STATED PROBLEM: Can you find each line in the material below that contains the word "green" and copy those lines in full? The match is case-sensitive.

DATASET RECORDS:
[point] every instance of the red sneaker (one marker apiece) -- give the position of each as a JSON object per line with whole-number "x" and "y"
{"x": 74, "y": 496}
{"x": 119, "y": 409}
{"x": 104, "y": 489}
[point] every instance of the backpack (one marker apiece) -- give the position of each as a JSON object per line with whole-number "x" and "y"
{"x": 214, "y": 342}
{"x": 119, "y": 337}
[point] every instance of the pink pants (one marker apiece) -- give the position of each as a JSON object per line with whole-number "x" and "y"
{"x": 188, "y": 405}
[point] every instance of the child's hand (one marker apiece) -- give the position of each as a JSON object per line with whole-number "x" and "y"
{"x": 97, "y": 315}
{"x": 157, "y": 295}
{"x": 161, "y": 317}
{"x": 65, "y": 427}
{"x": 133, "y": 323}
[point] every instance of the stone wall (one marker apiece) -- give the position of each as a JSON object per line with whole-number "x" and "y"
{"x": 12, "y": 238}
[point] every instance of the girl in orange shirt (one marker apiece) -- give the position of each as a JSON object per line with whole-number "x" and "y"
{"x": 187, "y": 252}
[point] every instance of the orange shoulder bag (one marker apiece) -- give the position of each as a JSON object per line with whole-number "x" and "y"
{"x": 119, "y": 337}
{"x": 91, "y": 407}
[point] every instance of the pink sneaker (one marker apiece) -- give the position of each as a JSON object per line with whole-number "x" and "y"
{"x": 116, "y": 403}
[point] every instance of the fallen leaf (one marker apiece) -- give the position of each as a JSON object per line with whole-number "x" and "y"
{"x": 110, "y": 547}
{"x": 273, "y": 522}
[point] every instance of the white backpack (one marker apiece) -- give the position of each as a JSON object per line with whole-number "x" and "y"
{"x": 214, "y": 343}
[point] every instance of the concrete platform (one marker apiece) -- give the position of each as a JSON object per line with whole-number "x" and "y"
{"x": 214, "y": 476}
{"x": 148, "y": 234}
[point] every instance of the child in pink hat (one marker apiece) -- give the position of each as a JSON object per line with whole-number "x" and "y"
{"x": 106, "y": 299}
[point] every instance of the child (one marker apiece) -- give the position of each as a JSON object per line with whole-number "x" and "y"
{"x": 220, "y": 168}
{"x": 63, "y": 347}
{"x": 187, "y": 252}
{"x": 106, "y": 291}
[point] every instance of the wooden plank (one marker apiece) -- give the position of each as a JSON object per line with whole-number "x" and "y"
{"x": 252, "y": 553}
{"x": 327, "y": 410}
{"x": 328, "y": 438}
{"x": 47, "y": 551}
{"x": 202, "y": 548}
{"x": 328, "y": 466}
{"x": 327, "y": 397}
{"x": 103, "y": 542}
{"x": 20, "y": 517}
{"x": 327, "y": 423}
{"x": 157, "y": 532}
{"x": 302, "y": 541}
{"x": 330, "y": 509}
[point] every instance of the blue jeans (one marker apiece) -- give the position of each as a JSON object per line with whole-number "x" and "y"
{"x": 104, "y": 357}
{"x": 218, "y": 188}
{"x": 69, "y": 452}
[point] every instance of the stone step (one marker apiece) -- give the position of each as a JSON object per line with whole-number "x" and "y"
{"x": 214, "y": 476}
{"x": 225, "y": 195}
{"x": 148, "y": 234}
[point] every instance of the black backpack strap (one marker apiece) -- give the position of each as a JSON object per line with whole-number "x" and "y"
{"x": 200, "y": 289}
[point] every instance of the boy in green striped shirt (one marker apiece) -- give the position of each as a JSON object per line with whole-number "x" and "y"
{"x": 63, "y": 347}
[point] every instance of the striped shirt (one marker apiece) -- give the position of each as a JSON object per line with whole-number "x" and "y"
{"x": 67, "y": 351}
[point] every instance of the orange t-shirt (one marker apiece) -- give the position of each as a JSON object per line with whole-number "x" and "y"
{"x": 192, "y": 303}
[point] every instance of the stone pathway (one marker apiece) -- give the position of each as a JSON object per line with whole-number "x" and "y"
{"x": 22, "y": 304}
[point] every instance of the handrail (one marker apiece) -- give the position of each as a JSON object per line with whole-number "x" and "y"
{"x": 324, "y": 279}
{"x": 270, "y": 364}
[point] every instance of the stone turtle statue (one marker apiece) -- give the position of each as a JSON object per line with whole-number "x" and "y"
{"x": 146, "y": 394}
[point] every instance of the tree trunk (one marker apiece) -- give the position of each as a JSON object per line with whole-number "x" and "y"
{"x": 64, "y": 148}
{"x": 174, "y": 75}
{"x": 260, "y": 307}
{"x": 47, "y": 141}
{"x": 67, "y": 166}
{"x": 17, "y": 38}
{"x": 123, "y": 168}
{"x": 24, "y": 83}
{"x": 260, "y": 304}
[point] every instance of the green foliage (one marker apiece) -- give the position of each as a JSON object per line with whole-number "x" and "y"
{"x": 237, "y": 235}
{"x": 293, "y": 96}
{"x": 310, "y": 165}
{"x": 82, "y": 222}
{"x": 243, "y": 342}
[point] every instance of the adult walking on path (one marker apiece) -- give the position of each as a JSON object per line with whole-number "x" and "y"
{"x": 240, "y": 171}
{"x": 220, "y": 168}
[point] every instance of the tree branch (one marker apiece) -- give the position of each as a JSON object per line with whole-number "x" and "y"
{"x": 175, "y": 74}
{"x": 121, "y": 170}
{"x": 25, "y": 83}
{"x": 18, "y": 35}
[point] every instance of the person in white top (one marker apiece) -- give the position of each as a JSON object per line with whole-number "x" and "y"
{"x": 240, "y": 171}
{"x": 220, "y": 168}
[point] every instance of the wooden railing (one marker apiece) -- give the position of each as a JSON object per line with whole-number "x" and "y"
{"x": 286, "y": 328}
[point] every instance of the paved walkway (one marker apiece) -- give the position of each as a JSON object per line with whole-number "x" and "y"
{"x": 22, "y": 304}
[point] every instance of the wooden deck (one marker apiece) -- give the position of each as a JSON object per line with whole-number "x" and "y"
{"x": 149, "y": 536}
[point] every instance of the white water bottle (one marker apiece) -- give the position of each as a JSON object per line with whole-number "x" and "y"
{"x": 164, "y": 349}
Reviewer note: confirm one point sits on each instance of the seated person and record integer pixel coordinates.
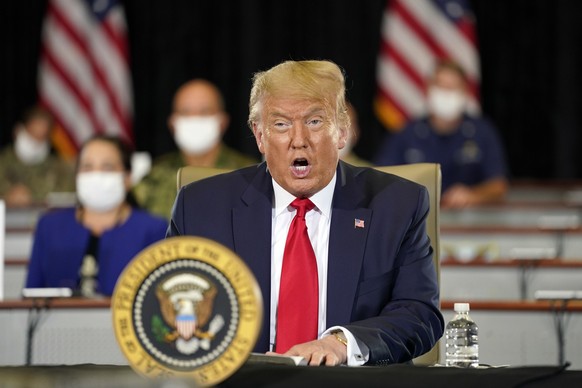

ANSWER:
[point] every instance of the boy in green striped shirt (one marker apiece) -- give the position of each as a JSON object per line with whole-number "x" and "y"
[point] every instance of the green foliage (one marker apiece) -- give the position of each as a JSON object per line with whole-number "x" and "y"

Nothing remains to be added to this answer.